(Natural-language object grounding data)
=== Section Start ===

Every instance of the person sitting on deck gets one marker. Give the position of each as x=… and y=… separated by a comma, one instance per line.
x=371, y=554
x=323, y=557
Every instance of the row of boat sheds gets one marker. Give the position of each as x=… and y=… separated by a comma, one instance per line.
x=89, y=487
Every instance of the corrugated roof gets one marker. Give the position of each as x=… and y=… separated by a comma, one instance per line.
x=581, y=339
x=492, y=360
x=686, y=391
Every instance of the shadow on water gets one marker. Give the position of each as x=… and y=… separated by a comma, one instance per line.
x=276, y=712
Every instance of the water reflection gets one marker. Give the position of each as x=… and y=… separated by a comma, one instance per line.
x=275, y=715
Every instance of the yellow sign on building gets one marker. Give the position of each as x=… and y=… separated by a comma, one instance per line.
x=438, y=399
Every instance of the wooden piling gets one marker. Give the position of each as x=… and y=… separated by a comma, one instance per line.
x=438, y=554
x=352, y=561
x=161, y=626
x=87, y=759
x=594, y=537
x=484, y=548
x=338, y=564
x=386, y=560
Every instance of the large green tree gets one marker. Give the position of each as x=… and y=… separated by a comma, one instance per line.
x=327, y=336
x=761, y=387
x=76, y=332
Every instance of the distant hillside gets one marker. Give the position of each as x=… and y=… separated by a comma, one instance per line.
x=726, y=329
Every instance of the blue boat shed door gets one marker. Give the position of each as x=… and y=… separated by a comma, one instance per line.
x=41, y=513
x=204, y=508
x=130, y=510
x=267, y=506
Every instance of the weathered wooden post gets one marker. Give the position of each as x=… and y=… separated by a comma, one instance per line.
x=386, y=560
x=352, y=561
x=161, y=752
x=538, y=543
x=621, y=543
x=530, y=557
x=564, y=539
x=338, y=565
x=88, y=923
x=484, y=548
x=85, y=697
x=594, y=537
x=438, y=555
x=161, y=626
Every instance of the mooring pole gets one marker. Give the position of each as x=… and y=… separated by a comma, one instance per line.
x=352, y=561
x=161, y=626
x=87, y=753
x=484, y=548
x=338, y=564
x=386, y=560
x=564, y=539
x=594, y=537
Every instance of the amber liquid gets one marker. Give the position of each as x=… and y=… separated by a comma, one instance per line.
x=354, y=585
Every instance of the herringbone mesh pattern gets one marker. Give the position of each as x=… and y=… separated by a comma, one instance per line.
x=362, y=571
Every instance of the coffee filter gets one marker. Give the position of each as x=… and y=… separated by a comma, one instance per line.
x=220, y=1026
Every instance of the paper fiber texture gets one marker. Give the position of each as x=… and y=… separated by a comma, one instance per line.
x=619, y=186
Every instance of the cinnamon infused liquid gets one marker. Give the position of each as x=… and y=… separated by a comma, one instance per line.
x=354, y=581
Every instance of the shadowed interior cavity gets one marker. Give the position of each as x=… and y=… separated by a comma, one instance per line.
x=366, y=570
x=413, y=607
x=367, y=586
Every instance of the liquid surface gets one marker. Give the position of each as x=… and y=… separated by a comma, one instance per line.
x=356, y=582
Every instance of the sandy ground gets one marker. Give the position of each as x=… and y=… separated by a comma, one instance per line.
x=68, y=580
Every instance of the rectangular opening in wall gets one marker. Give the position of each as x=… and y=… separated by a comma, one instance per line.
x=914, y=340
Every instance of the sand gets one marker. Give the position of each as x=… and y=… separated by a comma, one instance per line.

=== Section End ===

- _WHAT IS NEEDED_: Repeat only the stretch of lines that begins at the line containing "Every instance of the paper" and ends at the last line above, both included.

- _ANSWER TO THE PROBLEM_:
Every instance of the paper fiber texture gets one marker. Give the position of each as x=… and y=… separated by a comma, one instance per line.
x=619, y=186
Every instance of the cinnamon infused liquid gets one marker. Give the position of each as x=… and y=… separated by a comma, one instance per line.
x=354, y=581
Every instance of the shadowed interior cavity gets one marker. Give the position of each as x=… and y=… separated by a comma, one instance per line.
x=366, y=570
x=413, y=607
x=367, y=586
Every instance of the liquid surface gets one marker. Give the position of each as x=… and y=… separated by a comma, one instance per line.
x=356, y=582
Every instance of the sandy ground gets one marker. Give the position of each as x=… and y=… separated by a comma, one instance per line.
x=68, y=580
Every instance of the rectangular opening in wall gets one marker. Give the position of each as x=… and y=… separated by a comma, one instance per line.
x=914, y=340
Every instance of the sand gets one marker. Give the position of each as x=… and y=… separated by a comma, one instance per line.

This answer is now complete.